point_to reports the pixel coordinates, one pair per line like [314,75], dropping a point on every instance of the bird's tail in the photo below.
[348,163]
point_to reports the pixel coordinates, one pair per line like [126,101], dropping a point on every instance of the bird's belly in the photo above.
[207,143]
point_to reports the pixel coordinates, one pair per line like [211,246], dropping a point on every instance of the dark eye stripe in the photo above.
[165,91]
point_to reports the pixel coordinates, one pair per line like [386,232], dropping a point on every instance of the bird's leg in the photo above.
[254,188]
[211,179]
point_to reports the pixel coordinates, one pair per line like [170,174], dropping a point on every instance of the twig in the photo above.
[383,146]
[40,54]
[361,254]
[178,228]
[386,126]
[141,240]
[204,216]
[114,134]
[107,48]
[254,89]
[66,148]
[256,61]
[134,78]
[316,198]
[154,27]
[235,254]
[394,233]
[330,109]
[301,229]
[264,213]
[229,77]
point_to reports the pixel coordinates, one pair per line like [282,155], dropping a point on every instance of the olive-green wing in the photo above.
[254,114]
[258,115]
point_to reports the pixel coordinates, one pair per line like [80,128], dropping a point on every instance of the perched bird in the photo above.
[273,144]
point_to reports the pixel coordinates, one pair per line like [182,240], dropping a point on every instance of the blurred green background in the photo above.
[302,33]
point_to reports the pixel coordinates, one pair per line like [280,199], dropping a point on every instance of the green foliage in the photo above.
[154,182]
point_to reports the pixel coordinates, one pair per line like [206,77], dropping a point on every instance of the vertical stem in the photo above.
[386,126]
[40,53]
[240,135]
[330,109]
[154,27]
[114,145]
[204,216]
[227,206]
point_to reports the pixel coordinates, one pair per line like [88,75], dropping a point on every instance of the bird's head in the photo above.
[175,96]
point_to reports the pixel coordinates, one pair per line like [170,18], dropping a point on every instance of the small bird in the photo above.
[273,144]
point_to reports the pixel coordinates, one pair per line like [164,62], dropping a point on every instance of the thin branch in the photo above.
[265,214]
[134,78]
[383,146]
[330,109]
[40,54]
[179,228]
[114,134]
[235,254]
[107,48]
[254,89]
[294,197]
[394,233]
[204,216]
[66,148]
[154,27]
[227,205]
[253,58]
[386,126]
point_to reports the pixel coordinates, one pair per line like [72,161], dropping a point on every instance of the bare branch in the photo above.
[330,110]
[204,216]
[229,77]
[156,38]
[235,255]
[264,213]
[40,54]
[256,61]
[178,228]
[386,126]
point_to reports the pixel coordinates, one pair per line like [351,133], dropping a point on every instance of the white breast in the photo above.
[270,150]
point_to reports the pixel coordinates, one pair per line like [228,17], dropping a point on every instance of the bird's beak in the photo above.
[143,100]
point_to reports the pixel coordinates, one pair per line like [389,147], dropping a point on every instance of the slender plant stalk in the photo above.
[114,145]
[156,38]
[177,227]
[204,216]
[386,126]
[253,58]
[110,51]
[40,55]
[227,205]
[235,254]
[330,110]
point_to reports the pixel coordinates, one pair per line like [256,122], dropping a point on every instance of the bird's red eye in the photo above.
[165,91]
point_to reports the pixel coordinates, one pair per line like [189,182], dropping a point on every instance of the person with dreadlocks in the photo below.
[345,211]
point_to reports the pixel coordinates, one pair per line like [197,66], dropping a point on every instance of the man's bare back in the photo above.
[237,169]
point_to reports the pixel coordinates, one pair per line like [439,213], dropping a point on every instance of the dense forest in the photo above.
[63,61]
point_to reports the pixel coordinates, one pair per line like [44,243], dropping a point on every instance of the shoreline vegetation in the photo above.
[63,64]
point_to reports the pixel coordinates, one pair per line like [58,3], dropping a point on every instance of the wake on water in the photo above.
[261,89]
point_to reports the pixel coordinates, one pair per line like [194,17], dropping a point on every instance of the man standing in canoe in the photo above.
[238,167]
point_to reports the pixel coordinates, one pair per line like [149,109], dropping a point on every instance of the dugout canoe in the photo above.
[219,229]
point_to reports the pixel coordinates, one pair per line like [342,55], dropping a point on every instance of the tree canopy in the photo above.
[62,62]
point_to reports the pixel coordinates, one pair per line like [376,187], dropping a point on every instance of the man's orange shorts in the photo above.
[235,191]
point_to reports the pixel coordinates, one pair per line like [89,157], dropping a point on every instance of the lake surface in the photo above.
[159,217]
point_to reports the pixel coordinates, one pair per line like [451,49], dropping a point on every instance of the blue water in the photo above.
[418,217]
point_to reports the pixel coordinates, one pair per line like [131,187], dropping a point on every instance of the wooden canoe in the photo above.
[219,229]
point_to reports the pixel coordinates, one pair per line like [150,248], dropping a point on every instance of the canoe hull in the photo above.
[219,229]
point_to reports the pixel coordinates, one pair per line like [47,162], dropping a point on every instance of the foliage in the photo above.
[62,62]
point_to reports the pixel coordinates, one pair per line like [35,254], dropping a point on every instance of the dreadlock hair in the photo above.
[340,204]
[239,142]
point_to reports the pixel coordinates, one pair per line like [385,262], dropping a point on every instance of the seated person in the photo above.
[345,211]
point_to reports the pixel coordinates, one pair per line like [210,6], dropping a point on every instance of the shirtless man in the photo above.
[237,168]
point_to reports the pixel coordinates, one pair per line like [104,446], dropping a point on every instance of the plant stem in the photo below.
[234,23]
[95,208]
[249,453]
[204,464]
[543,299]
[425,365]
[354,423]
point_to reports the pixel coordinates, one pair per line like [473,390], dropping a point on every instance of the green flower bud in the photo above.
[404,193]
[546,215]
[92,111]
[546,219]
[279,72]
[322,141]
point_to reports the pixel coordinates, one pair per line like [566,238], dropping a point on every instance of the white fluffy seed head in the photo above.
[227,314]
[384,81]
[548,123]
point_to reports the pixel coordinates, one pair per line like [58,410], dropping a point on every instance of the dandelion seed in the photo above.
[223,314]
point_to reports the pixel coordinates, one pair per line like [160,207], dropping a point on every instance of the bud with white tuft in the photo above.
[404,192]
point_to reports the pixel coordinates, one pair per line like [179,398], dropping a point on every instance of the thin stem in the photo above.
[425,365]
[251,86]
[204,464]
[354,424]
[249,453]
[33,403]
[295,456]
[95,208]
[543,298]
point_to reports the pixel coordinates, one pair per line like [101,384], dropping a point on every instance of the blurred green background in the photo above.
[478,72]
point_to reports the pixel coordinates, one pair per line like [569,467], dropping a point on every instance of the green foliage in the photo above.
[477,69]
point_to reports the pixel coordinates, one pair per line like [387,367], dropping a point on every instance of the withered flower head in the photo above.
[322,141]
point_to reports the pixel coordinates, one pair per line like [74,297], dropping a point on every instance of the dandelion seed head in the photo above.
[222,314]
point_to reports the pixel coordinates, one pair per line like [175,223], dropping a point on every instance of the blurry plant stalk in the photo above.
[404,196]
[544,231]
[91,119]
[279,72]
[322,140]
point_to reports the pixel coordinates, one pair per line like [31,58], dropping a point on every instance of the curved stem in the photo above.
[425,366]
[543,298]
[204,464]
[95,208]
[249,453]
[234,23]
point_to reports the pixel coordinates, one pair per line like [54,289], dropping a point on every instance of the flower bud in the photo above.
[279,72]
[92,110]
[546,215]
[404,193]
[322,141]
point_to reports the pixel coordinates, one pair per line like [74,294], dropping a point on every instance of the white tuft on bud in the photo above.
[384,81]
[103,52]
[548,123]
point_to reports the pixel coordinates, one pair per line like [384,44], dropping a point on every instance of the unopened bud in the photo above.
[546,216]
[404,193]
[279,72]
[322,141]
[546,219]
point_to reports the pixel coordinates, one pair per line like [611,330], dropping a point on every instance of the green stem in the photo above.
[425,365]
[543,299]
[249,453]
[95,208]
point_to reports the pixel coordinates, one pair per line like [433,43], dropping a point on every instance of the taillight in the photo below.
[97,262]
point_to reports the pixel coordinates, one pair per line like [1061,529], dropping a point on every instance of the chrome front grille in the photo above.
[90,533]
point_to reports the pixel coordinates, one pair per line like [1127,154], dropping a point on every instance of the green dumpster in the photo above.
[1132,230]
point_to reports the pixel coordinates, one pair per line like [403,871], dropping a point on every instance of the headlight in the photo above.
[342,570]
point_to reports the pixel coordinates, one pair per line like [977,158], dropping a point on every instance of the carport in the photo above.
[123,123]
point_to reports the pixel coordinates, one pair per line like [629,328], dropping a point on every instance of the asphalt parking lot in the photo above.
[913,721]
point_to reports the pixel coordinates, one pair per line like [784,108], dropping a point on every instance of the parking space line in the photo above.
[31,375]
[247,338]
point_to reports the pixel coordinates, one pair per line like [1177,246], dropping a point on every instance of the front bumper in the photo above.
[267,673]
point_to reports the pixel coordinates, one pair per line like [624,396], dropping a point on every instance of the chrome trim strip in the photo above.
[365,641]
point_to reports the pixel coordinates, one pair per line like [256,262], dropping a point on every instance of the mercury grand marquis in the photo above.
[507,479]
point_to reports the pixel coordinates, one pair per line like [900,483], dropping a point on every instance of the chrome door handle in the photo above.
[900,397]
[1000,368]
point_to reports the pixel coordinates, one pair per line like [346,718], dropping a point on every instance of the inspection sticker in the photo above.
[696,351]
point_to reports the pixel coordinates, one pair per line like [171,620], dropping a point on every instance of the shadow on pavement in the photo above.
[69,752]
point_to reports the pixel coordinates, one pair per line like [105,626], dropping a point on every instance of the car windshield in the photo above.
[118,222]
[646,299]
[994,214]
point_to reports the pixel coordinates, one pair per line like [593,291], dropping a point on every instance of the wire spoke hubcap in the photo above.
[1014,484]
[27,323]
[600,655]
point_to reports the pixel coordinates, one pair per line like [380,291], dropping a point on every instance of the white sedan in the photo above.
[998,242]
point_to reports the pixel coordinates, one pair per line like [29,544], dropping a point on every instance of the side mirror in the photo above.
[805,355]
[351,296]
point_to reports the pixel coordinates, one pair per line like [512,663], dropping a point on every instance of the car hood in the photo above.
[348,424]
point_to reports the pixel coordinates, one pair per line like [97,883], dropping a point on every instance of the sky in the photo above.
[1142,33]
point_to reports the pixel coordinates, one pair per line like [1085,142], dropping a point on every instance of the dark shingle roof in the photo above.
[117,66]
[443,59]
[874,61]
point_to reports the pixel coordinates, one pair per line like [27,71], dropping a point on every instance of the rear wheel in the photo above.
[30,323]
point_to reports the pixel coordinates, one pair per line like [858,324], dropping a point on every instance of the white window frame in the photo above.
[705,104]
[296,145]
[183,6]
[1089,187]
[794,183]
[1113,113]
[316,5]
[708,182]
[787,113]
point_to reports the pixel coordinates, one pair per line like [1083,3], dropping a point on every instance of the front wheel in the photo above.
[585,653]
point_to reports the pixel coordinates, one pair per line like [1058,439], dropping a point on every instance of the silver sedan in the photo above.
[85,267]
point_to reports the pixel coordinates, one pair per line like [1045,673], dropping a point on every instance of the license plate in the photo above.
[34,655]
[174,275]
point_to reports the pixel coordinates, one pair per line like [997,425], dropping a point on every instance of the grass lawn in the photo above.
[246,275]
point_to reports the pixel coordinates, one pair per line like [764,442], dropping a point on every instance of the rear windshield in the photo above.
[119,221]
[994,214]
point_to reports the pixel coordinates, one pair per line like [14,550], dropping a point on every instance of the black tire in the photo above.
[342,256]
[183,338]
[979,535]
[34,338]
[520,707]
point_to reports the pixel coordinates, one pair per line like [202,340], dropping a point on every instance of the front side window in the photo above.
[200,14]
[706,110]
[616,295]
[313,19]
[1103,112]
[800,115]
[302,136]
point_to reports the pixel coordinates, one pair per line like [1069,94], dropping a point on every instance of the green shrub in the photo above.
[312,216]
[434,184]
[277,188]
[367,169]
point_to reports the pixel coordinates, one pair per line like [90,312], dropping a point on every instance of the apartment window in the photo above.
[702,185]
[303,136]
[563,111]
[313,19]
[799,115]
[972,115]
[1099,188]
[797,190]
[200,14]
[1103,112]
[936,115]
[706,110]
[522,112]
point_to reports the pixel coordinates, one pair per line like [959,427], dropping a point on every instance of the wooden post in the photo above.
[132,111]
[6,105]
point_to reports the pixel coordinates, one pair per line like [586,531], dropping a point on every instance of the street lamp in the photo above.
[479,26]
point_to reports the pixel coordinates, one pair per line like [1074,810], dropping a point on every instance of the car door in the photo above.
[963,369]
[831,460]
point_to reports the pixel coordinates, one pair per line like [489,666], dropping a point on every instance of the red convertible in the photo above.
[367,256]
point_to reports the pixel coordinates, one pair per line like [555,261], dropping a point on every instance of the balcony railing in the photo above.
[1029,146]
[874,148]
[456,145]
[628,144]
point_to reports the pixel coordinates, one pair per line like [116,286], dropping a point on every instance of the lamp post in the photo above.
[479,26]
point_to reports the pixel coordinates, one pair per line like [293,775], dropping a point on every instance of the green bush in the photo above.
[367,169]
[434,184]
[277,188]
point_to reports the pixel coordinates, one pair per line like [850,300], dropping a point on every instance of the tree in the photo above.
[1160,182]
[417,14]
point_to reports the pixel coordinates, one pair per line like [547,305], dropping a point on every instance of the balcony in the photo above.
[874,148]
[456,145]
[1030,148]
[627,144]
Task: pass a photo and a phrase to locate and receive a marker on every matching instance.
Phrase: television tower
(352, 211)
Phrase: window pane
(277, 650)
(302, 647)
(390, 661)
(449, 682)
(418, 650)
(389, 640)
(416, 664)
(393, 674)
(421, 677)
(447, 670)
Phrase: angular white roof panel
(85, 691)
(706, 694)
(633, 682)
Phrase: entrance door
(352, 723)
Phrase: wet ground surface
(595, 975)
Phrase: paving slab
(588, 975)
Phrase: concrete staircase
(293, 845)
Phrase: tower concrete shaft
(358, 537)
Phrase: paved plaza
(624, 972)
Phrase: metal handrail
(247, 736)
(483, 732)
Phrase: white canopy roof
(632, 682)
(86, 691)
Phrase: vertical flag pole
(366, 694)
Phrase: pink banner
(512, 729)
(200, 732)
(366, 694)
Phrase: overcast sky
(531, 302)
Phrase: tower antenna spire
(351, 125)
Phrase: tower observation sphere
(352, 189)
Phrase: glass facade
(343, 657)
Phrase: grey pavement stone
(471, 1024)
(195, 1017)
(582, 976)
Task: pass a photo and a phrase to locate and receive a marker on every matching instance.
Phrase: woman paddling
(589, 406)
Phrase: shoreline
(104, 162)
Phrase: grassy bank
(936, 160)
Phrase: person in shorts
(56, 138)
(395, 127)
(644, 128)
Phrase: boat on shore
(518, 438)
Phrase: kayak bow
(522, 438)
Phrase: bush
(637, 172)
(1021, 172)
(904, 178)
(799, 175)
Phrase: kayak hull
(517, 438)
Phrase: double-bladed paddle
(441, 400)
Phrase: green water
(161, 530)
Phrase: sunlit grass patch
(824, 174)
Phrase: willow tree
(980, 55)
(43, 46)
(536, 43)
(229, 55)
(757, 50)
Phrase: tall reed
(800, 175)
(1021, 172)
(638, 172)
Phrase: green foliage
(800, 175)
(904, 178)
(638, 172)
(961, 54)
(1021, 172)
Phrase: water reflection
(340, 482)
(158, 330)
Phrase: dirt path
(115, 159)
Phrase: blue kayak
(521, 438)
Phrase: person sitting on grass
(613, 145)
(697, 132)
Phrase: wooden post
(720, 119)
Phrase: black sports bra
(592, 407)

_ _ _

Brief - Write out again, exactly, the lines from the one holding "Phrase: water reflection" through the end of the listing, with both ends included.

Exercise result -
Phrase: water reflection
(340, 482)
(158, 330)
Phrase: dirt path
(115, 159)
Phrase: blue kayak
(521, 438)
Phrase: person sitting on grass
(613, 145)
(697, 132)
Phrase: wooden post
(720, 119)
Phrase: black sports bra
(592, 407)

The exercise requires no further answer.